━━ Material to process ━━

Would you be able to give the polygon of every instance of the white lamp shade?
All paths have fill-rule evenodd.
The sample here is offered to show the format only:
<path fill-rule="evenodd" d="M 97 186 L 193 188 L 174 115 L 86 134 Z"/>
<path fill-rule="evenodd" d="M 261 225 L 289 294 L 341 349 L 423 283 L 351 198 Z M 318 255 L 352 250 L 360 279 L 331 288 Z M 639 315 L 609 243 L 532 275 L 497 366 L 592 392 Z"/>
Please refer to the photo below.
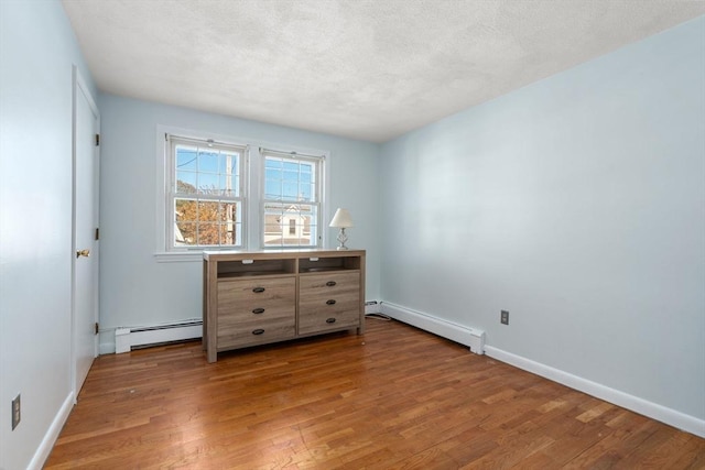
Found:
<path fill-rule="evenodd" d="M 338 210 L 335 211 L 335 216 L 333 216 L 333 220 L 330 220 L 330 225 L 328 227 L 335 227 L 338 229 L 355 227 L 352 225 L 352 218 L 350 217 L 350 212 L 348 212 L 348 209 L 338 208 Z"/>

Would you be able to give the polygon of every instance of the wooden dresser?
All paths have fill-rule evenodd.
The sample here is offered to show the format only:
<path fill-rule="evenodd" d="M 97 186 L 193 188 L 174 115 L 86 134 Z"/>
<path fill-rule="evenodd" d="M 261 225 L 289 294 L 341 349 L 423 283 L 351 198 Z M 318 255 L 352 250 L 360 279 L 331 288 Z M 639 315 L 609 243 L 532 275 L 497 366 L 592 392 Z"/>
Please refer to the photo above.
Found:
<path fill-rule="evenodd" d="M 206 251 L 203 345 L 218 352 L 365 332 L 365 250 Z"/>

━━━

• [Written request] Return all of the data above line for line with no changes, leaving out the pictures.

• [Task output]
Would you be able to give the polygon of every instance of the white lamp shade?
All paths have fill-rule evenodd.
The sample here is offered to show the format only:
<path fill-rule="evenodd" d="M 97 186 L 193 188 L 174 115 L 86 134 Z"/>
<path fill-rule="evenodd" d="M 261 225 L 289 294 L 341 349 L 423 283 L 351 198 Z M 318 255 L 352 250 L 360 279 L 331 288 Z M 639 315 L 609 243 L 532 275 L 497 366 L 592 392 Z"/>
Please refer to the photo below.
Found:
<path fill-rule="evenodd" d="M 338 210 L 335 211 L 335 216 L 333 216 L 333 220 L 330 220 L 330 225 L 328 227 L 335 227 L 338 229 L 355 227 L 352 225 L 352 218 L 350 217 L 350 212 L 348 212 L 348 209 L 338 208 Z"/>

Would you be able to give the polygon of every instance of the wooden dresser?
All paths have fill-rule evenodd.
The sample here is offered to show the format only:
<path fill-rule="evenodd" d="M 97 186 L 193 188 L 174 115 L 86 134 Z"/>
<path fill-rule="evenodd" d="M 261 225 L 289 294 L 341 349 L 423 283 L 351 198 Z M 318 255 L 352 250 L 360 279 L 331 288 Z M 639 315 L 609 243 L 532 275 L 497 366 L 592 392 Z"/>
Please refer to the photo above.
Found:
<path fill-rule="evenodd" d="M 206 251 L 203 345 L 218 352 L 365 332 L 365 250 Z"/>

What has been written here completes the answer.